▶ _REQUIRED TASK_
Find "compact form (60,71)." in the material below, then copy that line and every subsequent line to the end, exactly.
* * * * * * *
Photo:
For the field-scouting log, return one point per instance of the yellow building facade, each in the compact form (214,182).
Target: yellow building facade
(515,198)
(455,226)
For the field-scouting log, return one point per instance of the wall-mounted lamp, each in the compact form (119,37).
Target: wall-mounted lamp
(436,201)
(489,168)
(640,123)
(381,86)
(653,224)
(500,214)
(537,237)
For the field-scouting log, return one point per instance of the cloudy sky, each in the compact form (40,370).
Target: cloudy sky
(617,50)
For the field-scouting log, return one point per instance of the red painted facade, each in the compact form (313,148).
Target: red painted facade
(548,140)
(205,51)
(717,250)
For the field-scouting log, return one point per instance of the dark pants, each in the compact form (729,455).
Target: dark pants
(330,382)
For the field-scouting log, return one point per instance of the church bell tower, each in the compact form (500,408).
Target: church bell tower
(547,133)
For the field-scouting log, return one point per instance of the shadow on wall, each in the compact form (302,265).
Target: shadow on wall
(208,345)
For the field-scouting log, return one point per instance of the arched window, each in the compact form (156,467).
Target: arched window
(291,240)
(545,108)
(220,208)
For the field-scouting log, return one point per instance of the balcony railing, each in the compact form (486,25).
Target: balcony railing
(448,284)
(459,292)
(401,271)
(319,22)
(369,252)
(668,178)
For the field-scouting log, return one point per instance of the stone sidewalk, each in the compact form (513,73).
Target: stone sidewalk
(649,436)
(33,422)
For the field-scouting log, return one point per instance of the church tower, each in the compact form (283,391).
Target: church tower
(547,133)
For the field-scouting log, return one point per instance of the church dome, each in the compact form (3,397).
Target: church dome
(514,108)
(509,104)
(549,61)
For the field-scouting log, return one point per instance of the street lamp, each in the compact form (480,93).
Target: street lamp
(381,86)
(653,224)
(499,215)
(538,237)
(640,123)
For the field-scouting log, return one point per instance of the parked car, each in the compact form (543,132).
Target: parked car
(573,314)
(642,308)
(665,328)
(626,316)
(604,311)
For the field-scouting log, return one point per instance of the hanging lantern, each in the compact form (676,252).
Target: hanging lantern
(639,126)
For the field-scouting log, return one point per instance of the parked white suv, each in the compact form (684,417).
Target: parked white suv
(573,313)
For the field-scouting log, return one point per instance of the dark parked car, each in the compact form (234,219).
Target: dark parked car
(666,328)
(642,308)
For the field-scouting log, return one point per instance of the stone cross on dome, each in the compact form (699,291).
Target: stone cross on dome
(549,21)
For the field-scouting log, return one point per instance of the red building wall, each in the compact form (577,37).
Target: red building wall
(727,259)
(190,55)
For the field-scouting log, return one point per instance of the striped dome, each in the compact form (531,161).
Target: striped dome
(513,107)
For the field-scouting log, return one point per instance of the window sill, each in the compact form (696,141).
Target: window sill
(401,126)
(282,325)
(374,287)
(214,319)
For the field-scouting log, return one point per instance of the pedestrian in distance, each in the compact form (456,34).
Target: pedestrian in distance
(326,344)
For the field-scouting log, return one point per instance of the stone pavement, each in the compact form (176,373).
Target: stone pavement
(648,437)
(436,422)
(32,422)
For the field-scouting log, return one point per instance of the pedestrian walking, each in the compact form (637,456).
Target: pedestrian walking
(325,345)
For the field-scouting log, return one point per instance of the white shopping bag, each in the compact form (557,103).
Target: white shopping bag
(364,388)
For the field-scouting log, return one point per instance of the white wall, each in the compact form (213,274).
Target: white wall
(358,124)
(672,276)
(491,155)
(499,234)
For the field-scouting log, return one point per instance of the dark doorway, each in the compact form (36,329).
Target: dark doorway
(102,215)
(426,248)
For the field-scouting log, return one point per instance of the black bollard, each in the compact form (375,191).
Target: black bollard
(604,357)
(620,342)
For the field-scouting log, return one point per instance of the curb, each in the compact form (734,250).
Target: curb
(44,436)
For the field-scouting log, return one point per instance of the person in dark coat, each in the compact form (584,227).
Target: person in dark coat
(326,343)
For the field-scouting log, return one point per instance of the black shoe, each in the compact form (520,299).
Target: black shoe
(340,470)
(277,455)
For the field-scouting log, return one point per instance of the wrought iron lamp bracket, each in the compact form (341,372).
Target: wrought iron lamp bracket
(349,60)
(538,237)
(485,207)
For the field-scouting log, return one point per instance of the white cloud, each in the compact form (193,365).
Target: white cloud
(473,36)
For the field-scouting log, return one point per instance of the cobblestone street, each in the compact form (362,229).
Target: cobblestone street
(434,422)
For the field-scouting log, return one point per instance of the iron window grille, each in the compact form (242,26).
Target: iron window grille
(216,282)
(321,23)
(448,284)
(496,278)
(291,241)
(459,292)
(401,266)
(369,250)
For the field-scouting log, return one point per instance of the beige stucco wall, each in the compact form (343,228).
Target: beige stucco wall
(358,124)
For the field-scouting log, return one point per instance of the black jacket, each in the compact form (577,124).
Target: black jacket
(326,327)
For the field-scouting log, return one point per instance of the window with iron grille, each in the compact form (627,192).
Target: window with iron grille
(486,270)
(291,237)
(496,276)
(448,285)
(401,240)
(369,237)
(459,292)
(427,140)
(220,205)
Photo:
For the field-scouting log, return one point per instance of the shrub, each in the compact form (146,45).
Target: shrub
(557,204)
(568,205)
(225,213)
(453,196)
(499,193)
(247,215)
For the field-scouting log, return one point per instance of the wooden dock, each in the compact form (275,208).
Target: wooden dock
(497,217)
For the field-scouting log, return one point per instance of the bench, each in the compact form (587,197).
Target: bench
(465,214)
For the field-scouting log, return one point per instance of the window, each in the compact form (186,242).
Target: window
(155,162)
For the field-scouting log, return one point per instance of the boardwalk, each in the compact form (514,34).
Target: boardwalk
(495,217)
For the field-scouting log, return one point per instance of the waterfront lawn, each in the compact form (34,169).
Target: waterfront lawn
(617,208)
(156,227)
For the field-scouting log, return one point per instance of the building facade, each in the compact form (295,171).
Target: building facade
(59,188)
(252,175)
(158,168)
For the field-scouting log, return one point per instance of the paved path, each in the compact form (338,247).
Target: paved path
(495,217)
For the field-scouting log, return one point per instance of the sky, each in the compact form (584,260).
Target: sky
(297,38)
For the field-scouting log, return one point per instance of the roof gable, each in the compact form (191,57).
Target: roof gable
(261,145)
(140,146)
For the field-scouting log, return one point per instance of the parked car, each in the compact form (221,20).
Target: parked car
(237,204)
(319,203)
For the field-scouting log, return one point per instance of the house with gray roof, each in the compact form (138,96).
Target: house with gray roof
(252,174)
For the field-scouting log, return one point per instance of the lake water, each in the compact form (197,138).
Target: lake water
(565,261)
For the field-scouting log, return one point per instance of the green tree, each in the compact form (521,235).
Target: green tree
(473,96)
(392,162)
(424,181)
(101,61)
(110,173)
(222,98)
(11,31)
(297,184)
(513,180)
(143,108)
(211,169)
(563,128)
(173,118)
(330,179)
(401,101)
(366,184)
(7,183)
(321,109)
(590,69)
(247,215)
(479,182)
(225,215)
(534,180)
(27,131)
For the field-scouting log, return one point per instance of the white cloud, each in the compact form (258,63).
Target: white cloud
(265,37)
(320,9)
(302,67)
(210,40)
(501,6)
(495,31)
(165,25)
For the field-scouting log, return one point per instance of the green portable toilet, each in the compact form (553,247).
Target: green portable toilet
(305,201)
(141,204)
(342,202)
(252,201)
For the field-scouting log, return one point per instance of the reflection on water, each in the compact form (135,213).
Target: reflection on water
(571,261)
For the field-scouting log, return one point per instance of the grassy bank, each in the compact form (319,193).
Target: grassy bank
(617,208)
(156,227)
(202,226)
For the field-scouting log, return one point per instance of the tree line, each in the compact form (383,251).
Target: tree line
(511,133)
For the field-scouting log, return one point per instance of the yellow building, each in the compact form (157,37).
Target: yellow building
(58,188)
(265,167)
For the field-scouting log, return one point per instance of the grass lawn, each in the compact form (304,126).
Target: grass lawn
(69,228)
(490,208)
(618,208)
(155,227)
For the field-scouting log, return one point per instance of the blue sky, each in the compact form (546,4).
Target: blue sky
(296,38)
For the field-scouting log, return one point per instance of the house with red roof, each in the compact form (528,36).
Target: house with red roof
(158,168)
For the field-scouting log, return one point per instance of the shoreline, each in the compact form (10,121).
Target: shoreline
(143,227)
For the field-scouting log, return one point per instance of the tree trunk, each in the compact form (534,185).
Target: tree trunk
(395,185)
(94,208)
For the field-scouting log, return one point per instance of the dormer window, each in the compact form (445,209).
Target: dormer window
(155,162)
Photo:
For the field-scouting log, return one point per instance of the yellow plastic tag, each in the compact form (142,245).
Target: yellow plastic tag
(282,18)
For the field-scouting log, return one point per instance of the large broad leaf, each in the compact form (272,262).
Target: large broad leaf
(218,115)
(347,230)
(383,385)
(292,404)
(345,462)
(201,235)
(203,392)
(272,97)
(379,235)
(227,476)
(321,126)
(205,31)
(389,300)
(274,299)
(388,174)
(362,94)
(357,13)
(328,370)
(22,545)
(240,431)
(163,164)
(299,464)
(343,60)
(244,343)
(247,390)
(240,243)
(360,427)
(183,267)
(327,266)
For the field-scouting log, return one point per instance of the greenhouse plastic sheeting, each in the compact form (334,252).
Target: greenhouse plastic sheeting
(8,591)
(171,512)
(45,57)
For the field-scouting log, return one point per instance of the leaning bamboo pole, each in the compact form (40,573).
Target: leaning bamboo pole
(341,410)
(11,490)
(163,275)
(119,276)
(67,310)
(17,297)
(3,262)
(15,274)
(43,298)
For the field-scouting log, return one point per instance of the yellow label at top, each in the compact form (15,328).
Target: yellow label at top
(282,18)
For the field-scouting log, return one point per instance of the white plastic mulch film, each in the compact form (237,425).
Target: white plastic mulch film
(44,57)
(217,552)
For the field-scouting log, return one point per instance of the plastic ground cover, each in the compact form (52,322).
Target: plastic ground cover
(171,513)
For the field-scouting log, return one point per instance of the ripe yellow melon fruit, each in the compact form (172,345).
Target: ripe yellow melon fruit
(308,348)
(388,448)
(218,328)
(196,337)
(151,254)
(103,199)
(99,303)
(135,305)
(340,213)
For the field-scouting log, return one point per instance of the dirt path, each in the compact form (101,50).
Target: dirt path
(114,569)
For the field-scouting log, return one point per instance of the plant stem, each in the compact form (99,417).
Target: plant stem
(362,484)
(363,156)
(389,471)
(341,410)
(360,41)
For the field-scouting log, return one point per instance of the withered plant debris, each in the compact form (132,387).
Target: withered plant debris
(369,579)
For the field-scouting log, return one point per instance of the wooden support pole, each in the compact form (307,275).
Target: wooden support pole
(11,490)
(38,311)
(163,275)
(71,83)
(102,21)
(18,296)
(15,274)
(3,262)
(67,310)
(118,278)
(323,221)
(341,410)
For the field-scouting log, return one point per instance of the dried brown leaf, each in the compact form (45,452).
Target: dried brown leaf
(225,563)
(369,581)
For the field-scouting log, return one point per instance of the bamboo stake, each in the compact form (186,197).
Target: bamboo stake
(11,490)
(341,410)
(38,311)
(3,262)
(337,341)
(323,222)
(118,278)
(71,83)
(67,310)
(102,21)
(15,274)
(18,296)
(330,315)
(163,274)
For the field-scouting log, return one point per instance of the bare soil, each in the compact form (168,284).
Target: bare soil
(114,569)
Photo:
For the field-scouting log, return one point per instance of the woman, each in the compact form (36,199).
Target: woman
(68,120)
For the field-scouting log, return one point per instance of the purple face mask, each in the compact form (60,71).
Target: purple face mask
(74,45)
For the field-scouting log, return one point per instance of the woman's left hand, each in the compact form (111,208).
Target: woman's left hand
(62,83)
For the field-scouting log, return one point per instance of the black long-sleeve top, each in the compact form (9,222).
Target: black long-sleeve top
* * * * * * *
▶ _SOLUTION TO THE PROBLEM_
For the field-scouting log, return one point per instance of the purple face mask, each in the compact form (60,71).
Target: purple face mask
(74,45)
For the field-scouting log, return one point per instance of the woman's left hand, each in the compact form (111,208).
Target: woman's left hand
(62,83)
For the field-scouting log, return one point per instance of the black long-sleeve top, each in the compact form (9,222).
Target: black long-sleeve top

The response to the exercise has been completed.